◆ **PROVIDED RECORDS**:
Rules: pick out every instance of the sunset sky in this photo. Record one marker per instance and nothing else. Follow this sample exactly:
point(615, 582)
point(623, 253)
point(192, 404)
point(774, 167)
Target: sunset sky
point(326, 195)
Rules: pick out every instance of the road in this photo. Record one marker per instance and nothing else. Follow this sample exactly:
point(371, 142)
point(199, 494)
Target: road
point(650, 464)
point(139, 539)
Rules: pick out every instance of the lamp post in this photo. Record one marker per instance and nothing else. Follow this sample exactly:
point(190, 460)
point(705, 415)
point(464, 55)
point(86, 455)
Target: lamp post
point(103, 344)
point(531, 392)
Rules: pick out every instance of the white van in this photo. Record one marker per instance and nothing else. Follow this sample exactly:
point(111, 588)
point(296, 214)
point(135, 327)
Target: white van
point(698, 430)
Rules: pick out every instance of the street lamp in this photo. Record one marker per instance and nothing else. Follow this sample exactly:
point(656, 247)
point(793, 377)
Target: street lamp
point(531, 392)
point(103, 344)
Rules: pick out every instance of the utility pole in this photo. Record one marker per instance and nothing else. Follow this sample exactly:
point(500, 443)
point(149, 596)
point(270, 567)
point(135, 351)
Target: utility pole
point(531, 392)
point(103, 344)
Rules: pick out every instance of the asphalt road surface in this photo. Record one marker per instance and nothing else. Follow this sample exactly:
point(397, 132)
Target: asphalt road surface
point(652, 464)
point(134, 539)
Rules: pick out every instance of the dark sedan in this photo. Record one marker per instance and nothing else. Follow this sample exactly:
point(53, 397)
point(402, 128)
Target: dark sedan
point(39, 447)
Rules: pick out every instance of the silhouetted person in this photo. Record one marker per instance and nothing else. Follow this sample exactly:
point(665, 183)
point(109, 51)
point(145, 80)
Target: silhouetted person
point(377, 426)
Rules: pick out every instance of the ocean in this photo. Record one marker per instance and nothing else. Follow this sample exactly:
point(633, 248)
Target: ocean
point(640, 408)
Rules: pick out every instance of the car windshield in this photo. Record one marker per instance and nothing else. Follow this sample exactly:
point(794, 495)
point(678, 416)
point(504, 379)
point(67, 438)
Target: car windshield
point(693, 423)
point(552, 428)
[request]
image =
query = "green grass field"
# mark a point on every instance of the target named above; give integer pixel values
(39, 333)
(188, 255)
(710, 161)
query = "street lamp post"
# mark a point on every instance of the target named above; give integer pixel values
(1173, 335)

◆ **EXERCISE GOAL**: Please return all of the records exactly.

◆ **WRITTEN ANSWER**:
Rules: pick out every instance of the sunset sky in this photo. Record one marker per instance and nothing else. Follow this sample exactly:
point(615, 582)
point(623, 253)
point(192, 404)
point(774, 167)
Target: sunset sky
point(326, 195)
Rules: pick out every instance of the road in this photo. Record one marker per instance and nothing else. Follow this sample exactly:
point(371, 142)
point(199, 494)
Target: road
point(650, 464)
point(139, 539)
Rules: pick out every instance of the lamp post in this photo. Record one marker per instance and nothing else. Follow this sample exactly:
point(190, 460)
point(705, 415)
point(464, 55)
point(86, 455)
Target: lamp post
point(103, 344)
point(531, 392)
Rules: pick out every instance of the white van in this photo. Record one marker per instance and nothing else. Follow this sample exactly:
point(111, 588)
point(296, 214)
point(135, 327)
Target: white van
point(698, 430)
Rules: pick out every instance of the street lamp in this photo. Record one marker per instance and nothing else. Follow this sample exactly:
point(656, 247)
point(793, 377)
Target: street lamp
point(531, 392)
point(103, 344)
Rules: pick out every instance of the utility pole in this photo. Record one marker per instance and nothing else. Follow this sample exactly:
point(500, 443)
point(149, 596)
point(270, 567)
point(135, 351)
Target: utility pole
point(531, 392)
point(103, 344)
Rules: pick out every instance of the asphalt road surface in this photo. Record one marker per instance and nothing else. Follow this sample exactly:
point(397, 132)
Target: asphalt road surface
point(652, 464)
point(134, 539)
Rules: pick out every instance of the dark sedan in this photo. Record one marker per instance and nothing else. Follow this sample exactly:
point(53, 397)
point(402, 128)
Target: dark sedan
point(39, 447)
Rules: pick out every instance of the silhouetted person in this photo. Record one marker per instance and nothing else. Follow this sample exactly:
point(665, 183)
point(109, 51)
point(145, 80)
Target: silhouetted person
point(377, 426)
Rules: pick out every instance of the ocean in this photo. Record one marker per instance and nothing else. Follow this sample exactly:
point(633, 248)
Target: ocean
point(640, 408)
Rules: pick out every instance of the car windshield in this photo. Record one marker per instance and nothing else. Follow this sample exactly:
point(794, 495)
point(678, 416)
point(504, 379)
point(67, 438)
Target: car windshield
point(693, 423)
point(552, 428)
[request]
image =
query = "green grass field"
# mark a point on every instance of the target named above; give integer pixel values
(39, 333)
(188, 255)
(710, 161)
query = "street lamp post"
# mark a point on every instance of the target named above; give integer pixel values
(1173, 335)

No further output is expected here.